**ENTRIES:**
=-=-=-=-=
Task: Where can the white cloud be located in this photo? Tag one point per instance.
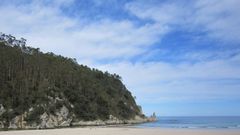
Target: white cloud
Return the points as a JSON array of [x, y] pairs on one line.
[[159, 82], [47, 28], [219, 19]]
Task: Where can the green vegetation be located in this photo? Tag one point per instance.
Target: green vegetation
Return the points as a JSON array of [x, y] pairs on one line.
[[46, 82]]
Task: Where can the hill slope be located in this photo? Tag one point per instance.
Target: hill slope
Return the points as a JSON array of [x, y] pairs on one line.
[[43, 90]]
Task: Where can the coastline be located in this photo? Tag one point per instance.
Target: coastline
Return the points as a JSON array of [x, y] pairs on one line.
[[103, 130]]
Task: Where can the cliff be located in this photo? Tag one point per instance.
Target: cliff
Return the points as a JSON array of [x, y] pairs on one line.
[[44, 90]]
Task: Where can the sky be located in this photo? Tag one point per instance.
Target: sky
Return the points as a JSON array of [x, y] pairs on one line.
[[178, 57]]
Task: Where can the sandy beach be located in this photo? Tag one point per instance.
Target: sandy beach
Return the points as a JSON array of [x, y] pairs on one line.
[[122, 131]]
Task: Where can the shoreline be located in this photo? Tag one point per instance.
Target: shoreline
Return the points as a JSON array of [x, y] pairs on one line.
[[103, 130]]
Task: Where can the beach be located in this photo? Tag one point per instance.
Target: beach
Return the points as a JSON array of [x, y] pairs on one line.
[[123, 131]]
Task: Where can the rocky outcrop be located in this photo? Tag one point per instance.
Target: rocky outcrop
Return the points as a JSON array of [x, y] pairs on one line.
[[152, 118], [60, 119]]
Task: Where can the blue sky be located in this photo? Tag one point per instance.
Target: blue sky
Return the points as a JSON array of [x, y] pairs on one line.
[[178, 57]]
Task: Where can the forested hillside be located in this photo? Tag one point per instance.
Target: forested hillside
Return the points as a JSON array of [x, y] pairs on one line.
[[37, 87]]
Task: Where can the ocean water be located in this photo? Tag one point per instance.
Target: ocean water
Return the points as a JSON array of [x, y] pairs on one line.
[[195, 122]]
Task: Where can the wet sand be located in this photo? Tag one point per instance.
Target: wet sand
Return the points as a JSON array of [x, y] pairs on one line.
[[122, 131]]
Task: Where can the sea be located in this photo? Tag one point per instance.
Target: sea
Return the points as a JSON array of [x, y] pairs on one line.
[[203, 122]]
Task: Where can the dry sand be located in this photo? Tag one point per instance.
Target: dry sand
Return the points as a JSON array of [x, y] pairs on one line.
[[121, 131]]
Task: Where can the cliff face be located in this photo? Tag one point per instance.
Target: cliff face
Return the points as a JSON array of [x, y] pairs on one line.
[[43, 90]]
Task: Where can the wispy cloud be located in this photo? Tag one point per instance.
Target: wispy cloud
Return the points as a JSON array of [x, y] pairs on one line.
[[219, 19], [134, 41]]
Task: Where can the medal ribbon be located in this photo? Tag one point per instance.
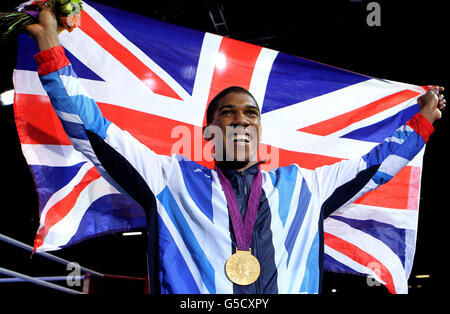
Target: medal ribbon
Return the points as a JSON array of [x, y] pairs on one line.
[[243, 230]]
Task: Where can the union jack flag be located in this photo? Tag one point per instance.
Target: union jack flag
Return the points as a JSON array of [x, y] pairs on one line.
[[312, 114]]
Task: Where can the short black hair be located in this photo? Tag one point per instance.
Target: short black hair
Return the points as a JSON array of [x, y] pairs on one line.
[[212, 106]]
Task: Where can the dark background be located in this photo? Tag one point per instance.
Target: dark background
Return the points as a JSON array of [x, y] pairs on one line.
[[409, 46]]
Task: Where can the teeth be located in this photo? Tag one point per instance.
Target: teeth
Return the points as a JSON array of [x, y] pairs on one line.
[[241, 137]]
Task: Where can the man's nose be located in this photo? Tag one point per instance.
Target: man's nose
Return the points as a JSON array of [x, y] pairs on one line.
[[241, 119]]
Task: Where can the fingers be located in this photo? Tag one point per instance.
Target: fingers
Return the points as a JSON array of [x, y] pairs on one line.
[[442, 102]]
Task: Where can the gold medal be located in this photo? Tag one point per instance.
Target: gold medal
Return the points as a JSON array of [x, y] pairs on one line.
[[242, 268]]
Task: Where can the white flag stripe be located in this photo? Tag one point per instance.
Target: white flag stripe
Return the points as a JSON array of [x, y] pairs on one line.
=-=-=-=-=
**OBJECTIVE:**
Retype the records above exactly, starting at the line that contains "Task: Where can the medal" and going through the last line, and leave out any pictures.

**OUTPUT:**
Task: Where can the medal ribbon be located in this photo? Tag one point per instance.
Target: medal ribbon
Return the points as a JSON array of [x, y] pairs on one line.
[[243, 230]]
Task: Where can the union jack flag be located in this photo? Tag one point per instance.
Target: union jack flag
Return the points as a JSON array of [x, y] pairs on one line.
[[312, 114]]
Task: Where can the short black hair be located in this photo? Tag one point per instance.
Target: short black hair
Return the points as a JSON array of [x, y] pairs on one line.
[[212, 106]]
Task: Where can the dark background be located in this photo? Tag one point per instance.
Target: dark background
Return the points as a JSON array of [x, y] pairs on one line.
[[409, 46]]
Task: Where can the teeth be located in this photo? Tag one point per instance.
Target: teeth
Return the points as a JSON array of [x, y] pairs on one line.
[[241, 137]]
Task: Where can the man's nose be located in this photo? Tag one point per instance.
Target: man's nose
Return the points as a JSON array of [x, y] pairs on one line.
[[241, 119]]
Task: Where can the fingers be located in this photo? Tag one point per instance.
Target: fingers
Return the points as a JSON array of [x, y] pairs on one line.
[[442, 102]]
Task: Where can the gold medal be located in this photo? Tag one point per instance.
Target: gold medal
Return the points as a JSON array of [x, y] pairs on one line.
[[242, 268]]
Task: Where can the white flag stripe be located in this photo? Tag one point per instance.
Target: white flag stripe
Return the points as a JSON array of [x, y] pairs on one line.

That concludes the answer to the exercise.